[Entries taken from a collection]
----------
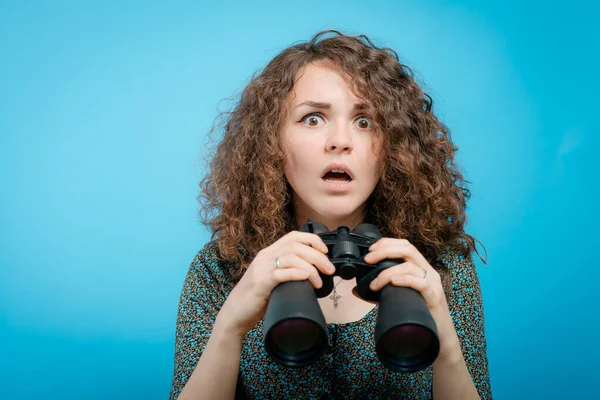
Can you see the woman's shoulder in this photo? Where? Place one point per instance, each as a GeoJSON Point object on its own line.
{"type": "Point", "coordinates": [208, 267]}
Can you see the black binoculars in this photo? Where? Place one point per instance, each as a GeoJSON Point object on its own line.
{"type": "Point", "coordinates": [295, 331]}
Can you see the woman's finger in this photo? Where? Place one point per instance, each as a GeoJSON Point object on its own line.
{"type": "Point", "coordinates": [292, 260]}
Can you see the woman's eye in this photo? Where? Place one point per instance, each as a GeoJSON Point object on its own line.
{"type": "Point", "coordinates": [312, 119]}
{"type": "Point", "coordinates": [364, 123]}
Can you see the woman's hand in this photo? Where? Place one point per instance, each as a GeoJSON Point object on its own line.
{"type": "Point", "coordinates": [416, 273]}
{"type": "Point", "coordinates": [295, 257]}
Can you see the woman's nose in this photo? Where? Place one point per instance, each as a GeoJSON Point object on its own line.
{"type": "Point", "coordinates": [339, 139]}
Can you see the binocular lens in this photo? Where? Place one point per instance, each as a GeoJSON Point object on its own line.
{"type": "Point", "coordinates": [296, 341]}
{"type": "Point", "coordinates": [408, 345]}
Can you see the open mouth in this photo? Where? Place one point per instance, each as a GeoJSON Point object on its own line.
{"type": "Point", "coordinates": [336, 176]}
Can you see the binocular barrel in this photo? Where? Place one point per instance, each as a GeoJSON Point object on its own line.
{"type": "Point", "coordinates": [295, 331]}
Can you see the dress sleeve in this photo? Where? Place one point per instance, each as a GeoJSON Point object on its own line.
{"type": "Point", "coordinates": [466, 309]}
{"type": "Point", "coordinates": [200, 301]}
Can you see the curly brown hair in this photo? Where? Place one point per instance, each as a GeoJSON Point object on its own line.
{"type": "Point", "coordinates": [421, 195]}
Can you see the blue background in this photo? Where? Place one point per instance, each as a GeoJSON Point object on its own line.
{"type": "Point", "coordinates": [104, 111]}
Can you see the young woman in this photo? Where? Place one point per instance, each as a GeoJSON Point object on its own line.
{"type": "Point", "coordinates": [335, 130]}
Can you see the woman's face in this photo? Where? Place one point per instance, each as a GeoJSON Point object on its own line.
{"type": "Point", "coordinates": [331, 154]}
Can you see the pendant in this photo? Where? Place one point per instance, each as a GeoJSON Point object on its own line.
{"type": "Point", "coordinates": [335, 298]}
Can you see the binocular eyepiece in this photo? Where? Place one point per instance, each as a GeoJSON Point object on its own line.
{"type": "Point", "coordinates": [295, 331]}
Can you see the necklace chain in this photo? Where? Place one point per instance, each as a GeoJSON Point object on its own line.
{"type": "Point", "coordinates": [335, 296]}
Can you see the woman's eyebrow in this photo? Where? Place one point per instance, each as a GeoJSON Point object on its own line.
{"type": "Point", "coordinates": [327, 106]}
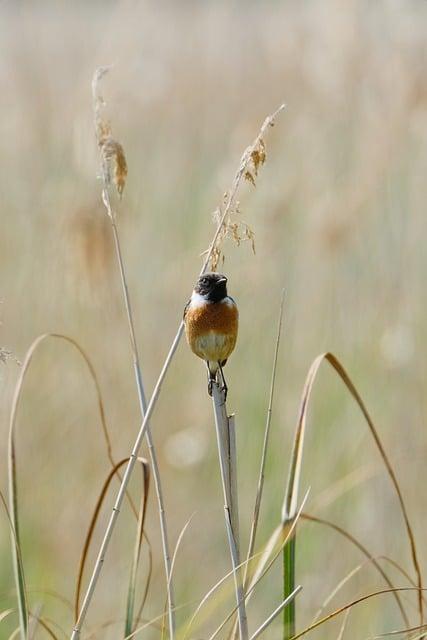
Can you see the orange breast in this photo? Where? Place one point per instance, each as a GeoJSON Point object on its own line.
{"type": "Point", "coordinates": [211, 329]}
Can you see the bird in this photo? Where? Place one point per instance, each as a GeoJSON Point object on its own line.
{"type": "Point", "coordinates": [211, 320]}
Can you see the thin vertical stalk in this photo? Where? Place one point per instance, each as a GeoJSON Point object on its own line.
{"type": "Point", "coordinates": [261, 476]}
{"type": "Point", "coordinates": [239, 176]}
{"type": "Point", "coordinates": [228, 464]}
{"type": "Point", "coordinates": [151, 449]}
{"type": "Point", "coordinates": [289, 587]}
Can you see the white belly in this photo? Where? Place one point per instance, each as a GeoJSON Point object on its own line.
{"type": "Point", "coordinates": [214, 347]}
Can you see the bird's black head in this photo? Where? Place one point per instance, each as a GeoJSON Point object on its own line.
{"type": "Point", "coordinates": [212, 286]}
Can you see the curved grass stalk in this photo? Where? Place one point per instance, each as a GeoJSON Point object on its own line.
{"type": "Point", "coordinates": [94, 520]}
{"type": "Point", "coordinates": [102, 128]}
{"type": "Point", "coordinates": [347, 606]}
{"type": "Point", "coordinates": [239, 176]}
{"type": "Point", "coordinates": [13, 492]}
{"type": "Point", "coordinates": [275, 613]}
{"type": "Point", "coordinates": [291, 495]}
{"type": "Point", "coordinates": [260, 486]}
{"type": "Point", "coordinates": [366, 553]}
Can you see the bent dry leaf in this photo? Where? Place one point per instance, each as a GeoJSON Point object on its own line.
{"type": "Point", "coordinates": [296, 460]}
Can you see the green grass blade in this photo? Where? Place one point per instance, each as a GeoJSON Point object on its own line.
{"type": "Point", "coordinates": [289, 588]}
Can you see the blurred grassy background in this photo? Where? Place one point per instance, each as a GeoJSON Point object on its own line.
{"type": "Point", "coordinates": [339, 217]}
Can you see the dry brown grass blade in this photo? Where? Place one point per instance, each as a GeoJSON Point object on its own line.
{"type": "Point", "coordinates": [366, 553]}
{"type": "Point", "coordinates": [113, 158]}
{"type": "Point", "coordinates": [351, 604]}
{"type": "Point", "coordinates": [293, 481]}
{"type": "Point", "coordinates": [245, 160]}
{"type": "Point", "coordinates": [18, 559]}
{"type": "Point", "coordinates": [344, 625]}
{"type": "Point", "coordinates": [13, 492]}
{"type": "Point", "coordinates": [93, 522]}
{"type": "Point", "coordinates": [42, 622]}
{"type": "Point", "coordinates": [266, 559]}
{"type": "Point", "coordinates": [130, 624]}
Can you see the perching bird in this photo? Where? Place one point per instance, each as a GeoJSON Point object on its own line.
{"type": "Point", "coordinates": [211, 321]}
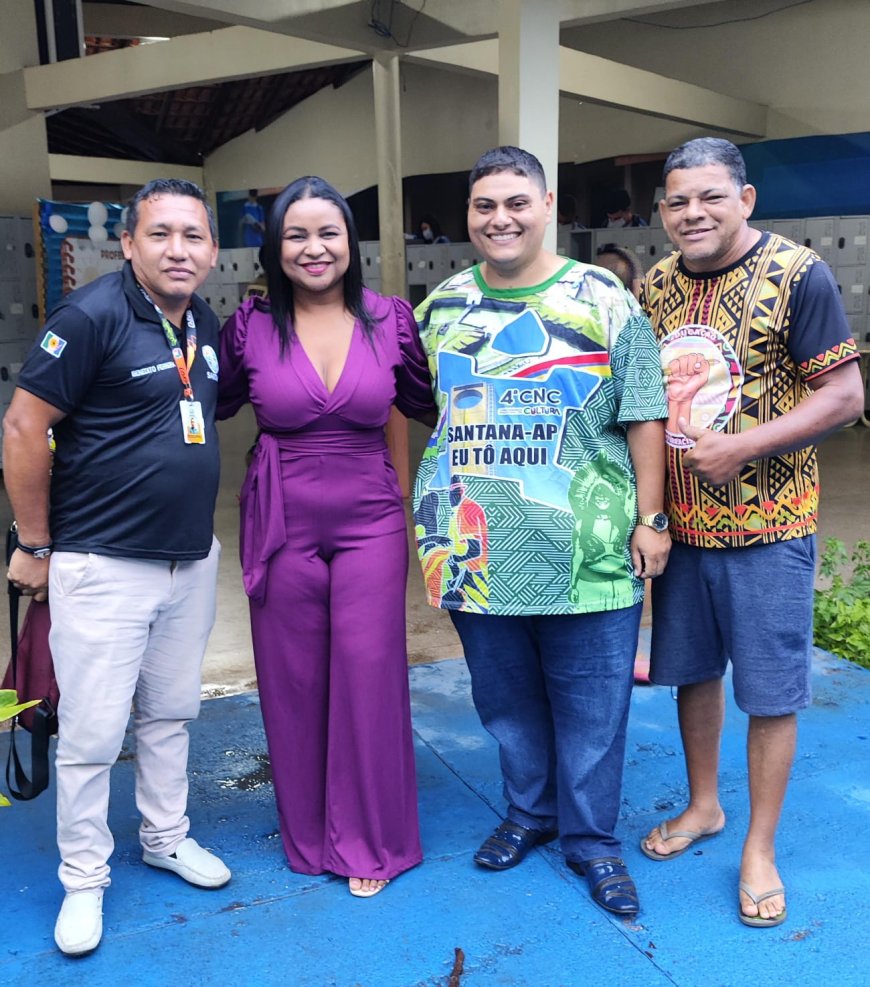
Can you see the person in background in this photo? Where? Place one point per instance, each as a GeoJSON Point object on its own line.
{"type": "Point", "coordinates": [566, 212]}
{"type": "Point", "coordinates": [118, 530]}
{"type": "Point", "coordinates": [538, 509]}
{"type": "Point", "coordinates": [323, 539]}
{"type": "Point", "coordinates": [253, 220]}
{"type": "Point", "coordinates": [624, 263]}
{"type": "Point", "coordinates": [761, 366]}
{"type": "Point", "coordinates": [617, 209]}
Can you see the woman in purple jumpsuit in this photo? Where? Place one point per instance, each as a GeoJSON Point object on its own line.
{"type": "Point", "coordinates": [323, 539]}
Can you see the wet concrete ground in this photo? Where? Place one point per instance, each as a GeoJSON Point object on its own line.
{"type": "Point", "coordinates": [533, 926]}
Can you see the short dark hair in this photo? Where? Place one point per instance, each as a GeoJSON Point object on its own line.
{"type": "Point", "coordinates": [631, 268]}
{"type": "Point", "coordinates": [168, 186]}
{"type": "Point", "coordinates": [280, 286]}
{"type": "Point", "coordinates": [705, 151]}
{"type": "Point", "coordinates": [508, 158]}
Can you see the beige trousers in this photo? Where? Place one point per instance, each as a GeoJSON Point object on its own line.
{"type": "Point", "coordinates": [125, 632]}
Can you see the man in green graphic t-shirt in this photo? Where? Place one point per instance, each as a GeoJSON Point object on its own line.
{"type": "Point", "coordinates": [538, 511]}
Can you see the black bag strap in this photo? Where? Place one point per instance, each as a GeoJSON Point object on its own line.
{"type": "Point", "coordinates": [23, 788]}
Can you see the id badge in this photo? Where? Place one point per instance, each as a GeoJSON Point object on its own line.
{"type": "Point", "coordinates": [192, 422]}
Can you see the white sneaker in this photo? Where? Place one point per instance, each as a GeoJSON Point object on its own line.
{"type": "Point", "coordinates": [195, 864]}
{"type": "Point", "coordinates": [79, 926]}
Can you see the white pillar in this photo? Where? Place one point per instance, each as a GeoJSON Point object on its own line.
{"type": "Point", "coordinates": [528, 84]}
{"type": "Point", "coordinates": [388, 140]}
{"type": "Point", "coordinates": [24, 170]}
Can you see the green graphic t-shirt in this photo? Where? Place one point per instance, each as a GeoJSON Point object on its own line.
{"type": "Point", "coordinates": [525, 497]}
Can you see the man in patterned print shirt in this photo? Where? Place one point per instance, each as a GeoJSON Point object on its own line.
{"type": "Point", "coordinates": [536, 508]}
{"type": "Point", "coordinates": [760, 365]}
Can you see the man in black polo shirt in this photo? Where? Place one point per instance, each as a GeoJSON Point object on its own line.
{"type": "Point", "coordinates": [118, 531]}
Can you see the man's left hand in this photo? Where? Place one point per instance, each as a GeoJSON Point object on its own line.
{"type": "Point", "coordinates": [716, 457]}
{"type": "Point", "coordinates": [649, 551]}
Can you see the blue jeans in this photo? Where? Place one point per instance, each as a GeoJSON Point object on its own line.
{"type": "Point", "coordinates": [554, 691]}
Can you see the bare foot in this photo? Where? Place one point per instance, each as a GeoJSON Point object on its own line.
{"type": "Point", "coordinates": [690, 820]}
{"type": "Point", "coordinates": [758, 872]}
{"type": "Point", "coordinates": [365, 887]}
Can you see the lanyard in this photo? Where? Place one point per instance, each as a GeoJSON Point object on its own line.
{"type": "Point", "coordinates": [183, 366]}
----------
-- WHAT NEEDS TO BE DONE --
The lines to reproduce run from the line containing "Can you see the white sneaker" to the end of the listing; write them out exactly and add nothing.

-- COMPLETED TASK --
Can you see the white sneaker in this photo? Where? Place one point per instance, each as a GeoJSON Point object on its own line.
{"type": "Point", "coordinates": [195, 864]}
{"type": "Point", "coordinates": [79, 926]}
Can you see the white pillar in this photo? Where? Place one point per instance, each as a GeoJSON Point object on its own line.
{"type": "Point", "coordinates": [528, 84]}
{"type": "Point", "coordinates": [388, 140]}
{"type": "Point", "coordinates": [24, 170]}
Can you see the green graphic t-shirt in this photo? Where? Place one point per instance, each as a GeoJSON Point object on its own line.
{"type": "Point", "coordinates": [525, 497]}
Can you see the man in patterned print shirt in this photo? Where? Place one point per instance, each as a GeoJSON Point object on its own line.
{"type": "Point", "coordinates": [536, 508]}
{"type": "Point", "coordinates": [760, 365]}
Can you see the man in black polo shirt in this photo? Where? Place one point per instance, each as a GeoJSON Point object on its own line.
{"type": "Point", "coordinates": [118, 531]}
Can you see the man's left hand in this photo? Where? Place one point per instance, each as a GeoJSON Point object on its own line.
{"type": "Point", "coordinates": [716, 457]}
{"type": "Point", "coordinates": [649, 551]}
Can you see the blue jeans in this photo? Where? Place one point per instance, each as a GeoJSON Point object on its own line.
{"type": "Point", "coordinates": [554, 691]}
Can you see the bare foot in this photo? Where? Place one point per instance, each as a GeoJSON Point object on its own line.
{"type": "Point", "coordinates": [690, 820]}
{"type": "Point", "coordinates": [758, 872]}
{"type": "Point", "coordinates": [365, 887]}
Can you see the lanyard in this photo? Where? Place one point per instance, each as a GeoJSON Point object on its own line.
{"type": "Point", "coordinates": [183, 366]}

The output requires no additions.